__TEXTO DE LECTURA__.
=-=-=
Este periódico consultó a diez personas para reunir una muestra rápida de la opinión en las colonias más pobres y violentas ahora militarizadas. Nueve veían muy bien que hubiera seguridad y el único que dudó confiaba en que el presidente sabrá “lo que hace”. Incluso frente a las cárceles se escuchaba el lamento de una madre: “Yo respaldo lo que está haciendo y está muy bien brindar seguridad, pero se está llevando a gente inocente. Chicos que no han hecho nada”. La gran habilidad de Bukele ha sido conectar con millones de desharrapados sin renunciar al gel fijador para el pelo, los zapatos lustrados y el pañuelo de dandi en la solapa. Los salvadoreños aplauden la contundencia de su presidente y suspiran por la inédita paz de los últimos años mientras las fotos de pandilleros ensangrentados recorren los teléfonos celulares difundidas desde la presidencia.
=-=-=
[Registros de una colección]
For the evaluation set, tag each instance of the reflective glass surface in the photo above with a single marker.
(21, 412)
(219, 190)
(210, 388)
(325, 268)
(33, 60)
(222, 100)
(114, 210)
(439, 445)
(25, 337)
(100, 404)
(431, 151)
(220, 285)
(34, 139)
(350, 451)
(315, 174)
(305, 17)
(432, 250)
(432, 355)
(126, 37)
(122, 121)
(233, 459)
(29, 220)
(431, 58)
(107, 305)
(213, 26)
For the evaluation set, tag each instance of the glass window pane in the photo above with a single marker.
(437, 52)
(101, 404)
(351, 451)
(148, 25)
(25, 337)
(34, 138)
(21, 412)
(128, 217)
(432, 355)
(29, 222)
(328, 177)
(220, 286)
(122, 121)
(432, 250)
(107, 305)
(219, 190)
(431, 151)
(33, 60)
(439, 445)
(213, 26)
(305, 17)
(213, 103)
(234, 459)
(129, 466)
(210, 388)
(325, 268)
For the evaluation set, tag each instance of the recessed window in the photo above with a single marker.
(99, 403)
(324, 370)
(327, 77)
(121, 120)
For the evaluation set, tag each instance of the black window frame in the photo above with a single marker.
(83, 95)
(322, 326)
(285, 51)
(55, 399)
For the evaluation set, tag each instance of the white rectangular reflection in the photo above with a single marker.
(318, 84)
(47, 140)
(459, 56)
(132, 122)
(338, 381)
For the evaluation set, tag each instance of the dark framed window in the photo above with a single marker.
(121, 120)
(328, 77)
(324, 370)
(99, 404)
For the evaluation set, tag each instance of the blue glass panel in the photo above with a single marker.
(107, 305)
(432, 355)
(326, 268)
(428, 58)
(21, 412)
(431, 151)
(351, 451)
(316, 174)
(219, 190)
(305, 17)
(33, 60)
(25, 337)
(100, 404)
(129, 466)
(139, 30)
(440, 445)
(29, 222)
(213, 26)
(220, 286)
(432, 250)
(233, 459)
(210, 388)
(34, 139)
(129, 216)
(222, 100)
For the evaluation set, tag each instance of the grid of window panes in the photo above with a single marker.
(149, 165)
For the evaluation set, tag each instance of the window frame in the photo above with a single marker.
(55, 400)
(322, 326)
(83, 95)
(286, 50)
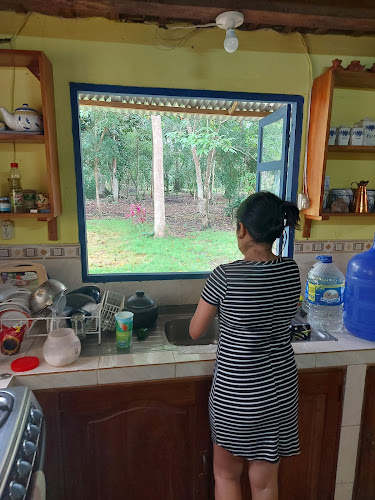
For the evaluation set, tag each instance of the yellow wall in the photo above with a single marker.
(104, 52)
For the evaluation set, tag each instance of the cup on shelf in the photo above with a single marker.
(332, 136)
(343, 136)
(356, 136)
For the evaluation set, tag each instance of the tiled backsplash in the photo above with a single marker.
(63, 263)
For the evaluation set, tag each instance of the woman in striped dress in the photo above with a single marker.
(253, 401)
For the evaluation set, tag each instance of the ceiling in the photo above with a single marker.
(355, 18)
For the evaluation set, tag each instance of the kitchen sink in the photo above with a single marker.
(177, 333)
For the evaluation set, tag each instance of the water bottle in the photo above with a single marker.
(325, 286)
(359, 295)
(15, 189)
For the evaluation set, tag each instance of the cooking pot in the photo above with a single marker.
(144, 309)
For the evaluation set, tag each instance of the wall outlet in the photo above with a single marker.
(7, 230)
(303, 201)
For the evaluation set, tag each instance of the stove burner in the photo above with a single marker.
(6, 405)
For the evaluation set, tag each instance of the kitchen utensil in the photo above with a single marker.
(124, 329)
(360, 202)
(62, 347)
(144, 308)
(45, 295)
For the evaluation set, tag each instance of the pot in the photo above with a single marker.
(144, 309)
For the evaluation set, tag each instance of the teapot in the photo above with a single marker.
(24, 119)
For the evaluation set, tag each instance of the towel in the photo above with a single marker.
(197, 349)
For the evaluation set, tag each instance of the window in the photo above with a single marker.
(161, 172)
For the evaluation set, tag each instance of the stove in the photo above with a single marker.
(22, 432)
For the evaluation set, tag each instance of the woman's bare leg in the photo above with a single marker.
(263, 478)
(227, 471)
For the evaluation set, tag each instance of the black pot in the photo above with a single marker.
(144, 309)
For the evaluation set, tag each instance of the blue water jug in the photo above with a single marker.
(359, 295)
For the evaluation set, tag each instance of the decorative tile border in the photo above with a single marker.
(343, 246)
(26, 252)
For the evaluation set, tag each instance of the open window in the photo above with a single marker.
(160, 174)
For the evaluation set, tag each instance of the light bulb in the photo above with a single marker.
(231, 41)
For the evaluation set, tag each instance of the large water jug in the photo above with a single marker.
(359, 296)
(325, 291)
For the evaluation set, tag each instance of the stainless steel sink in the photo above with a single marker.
(177, 333)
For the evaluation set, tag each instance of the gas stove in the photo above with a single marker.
(21, 442)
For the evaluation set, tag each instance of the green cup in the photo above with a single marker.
(124, 329)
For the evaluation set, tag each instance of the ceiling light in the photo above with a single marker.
(229, 21)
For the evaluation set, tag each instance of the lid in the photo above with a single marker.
(140, 300)
(325, 259)
(25, 364)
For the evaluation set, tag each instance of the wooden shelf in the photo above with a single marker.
(351, 149)
(21, 137)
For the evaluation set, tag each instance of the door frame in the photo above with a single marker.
(296, 102)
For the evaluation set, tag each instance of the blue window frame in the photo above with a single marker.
(295, 106)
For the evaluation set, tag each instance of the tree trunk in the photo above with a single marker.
(202, 202)
(158, 177)
(114, 180)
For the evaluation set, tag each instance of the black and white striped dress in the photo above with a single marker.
(253, 401)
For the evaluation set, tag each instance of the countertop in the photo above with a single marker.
(154, 358)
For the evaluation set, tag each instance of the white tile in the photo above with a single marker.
(347, 454)
(59, 380)
(195, 368)
(305, 361)
(135, 373)
(353, 398)
(345, 358)
(344, 491)
(137, 359)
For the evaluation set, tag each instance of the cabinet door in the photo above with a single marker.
(311, 475)
(136, 441)
(364, 486)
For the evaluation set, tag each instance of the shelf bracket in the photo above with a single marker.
(306, 230)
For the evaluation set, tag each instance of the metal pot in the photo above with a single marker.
(144, 309)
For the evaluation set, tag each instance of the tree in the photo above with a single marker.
(158, 177)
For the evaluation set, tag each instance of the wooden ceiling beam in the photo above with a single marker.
(175, 110)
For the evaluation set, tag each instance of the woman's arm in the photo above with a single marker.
(202, 319)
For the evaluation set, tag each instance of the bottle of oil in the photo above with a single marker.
(15, 189)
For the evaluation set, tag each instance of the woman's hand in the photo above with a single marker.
(202, 319)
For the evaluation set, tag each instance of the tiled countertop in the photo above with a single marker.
(165, 362)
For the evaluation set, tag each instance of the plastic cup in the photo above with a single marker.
(124, 329)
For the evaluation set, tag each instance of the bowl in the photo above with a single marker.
(45, 294)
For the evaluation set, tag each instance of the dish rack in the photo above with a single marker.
(103, 319)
=-=-=
__TAREA 1__.
Vuelve a escribir, sin cambiar nada, el tramo del texto sobre Bukele que va desde "Este periódico consultó" hasta "desde la presidencia.".
__TAREA 2__.
Resume en una lista breve el párrafo del texto sobre Bukele que empieza con "Este periódico consultó", sin perder sus datos principales.
__TAREA 3__.
Continúa el texto sobre Bukele a partir de donde termina.

__TU RESPUESTA 1__.
Este periódico consultó a diez personas para reunir una muestra rápida de la opinión en las colonias más pobres y violentas ahora militarizadas. Nueve veían muy bien que hubiera seguridad y el único que dudó confiaba en que el presidente sabrá “lo que hace”. Incluso frente a las cárceles se escuchaba el lamento de una madre: “Yo respaldo lo que está haciendo y está muy bien brindar seguridad, pero se está llevando a gente inocente. Chicos que no han hecho nada”. La gran habilidad de Bukele ha sido conectar con millones de desharrapados sin renunciar al gel fijador para el pelo, los zapatos lustrados y el pañuelo de dandi en la solapa. Los salvadoreños aplauden la contundencia de su presidente y suspiran por la inédita paz de los últimos años mientras las fotos de pandilleros ensangrentados recorren los teléfonos celulares difundidas desde la presidencia.

__TU RESPUESTA 2__.
- El periódico preguntó a diez personas de las colonias más pobres y violentas, que ahora están militarizadas.
- Nueve veían muy bien que hubiera seguridad. El único que dudó confiaba en que el presidente sabe lo que hace.
- Frente a las cárceles, una madre apoyaba las medidas. Aun así, se quejaba de que se llevan a chicos inocentes que no han hecho nada.
- Bukele ha sabido conectar con millones de personas muy pobres sin dejar su imagen cuidada: gel en el pelo, zapatos lustrados y pañuelo de dandi en la solapa.
- Los salvadoreños aplauden la mano dura de su presidente y suspiran por la paz nunca vista de los últimos años. Mientras, la presidencia difunde por los celulares fotos de pandilleros ensangrentados.

__TU RESPUESTA 3__.
“Los jóvenes que no quieren ser pandilleros no tienen opciones de empleo ni de deporte. Yo pediría al presidente oportunidades para quienes quieren otro rumbo”, señala David Martínez, un carpintero de la colonia Campanera, en San Salvador, la capital, la misma en la que fue asesinado el cineasta Cristian Poveda. Una mujer, de la colonia 22 de abril reconoce que hace solo dos semanas hubiera sido imposible hacer esta entrevista porque las pandillas lo habrían impedido. “Ellos [las pandillas] están vigilando, y saben quién es de aquí y quién no. Ahora también saben quién está colaborando”, explica con una bolsa cargada de frijoles en la mano. “Mi temor es qué pasará cuando la fuerza pública se vaya”, dice.
Hasta la llegada del Ejército, esta era una de las calles más violentas y simbólicas del poder de la MS-13 en la capital. En otra de las más peligrosas, la colonia Iberia, el soldado trata de que los fotógrafos no tomen imágenes de sus registros a los niños “porque los medios contrarios al Gobierno y las Fuerzas Armadas las utilizan después para decir que violamos los derechos humanos de los niños cuando les registramos las mochilas escolares”, explica. “Pero es que los pandilleros los utilizan a ellos para sacar y mover droga”, añade. La vendedora de pupusas (tortillas de maíz) de la colonia es de las que está contenta con la llegada de los soldados a uno de los barrios más peligrosos de Latinoamérica.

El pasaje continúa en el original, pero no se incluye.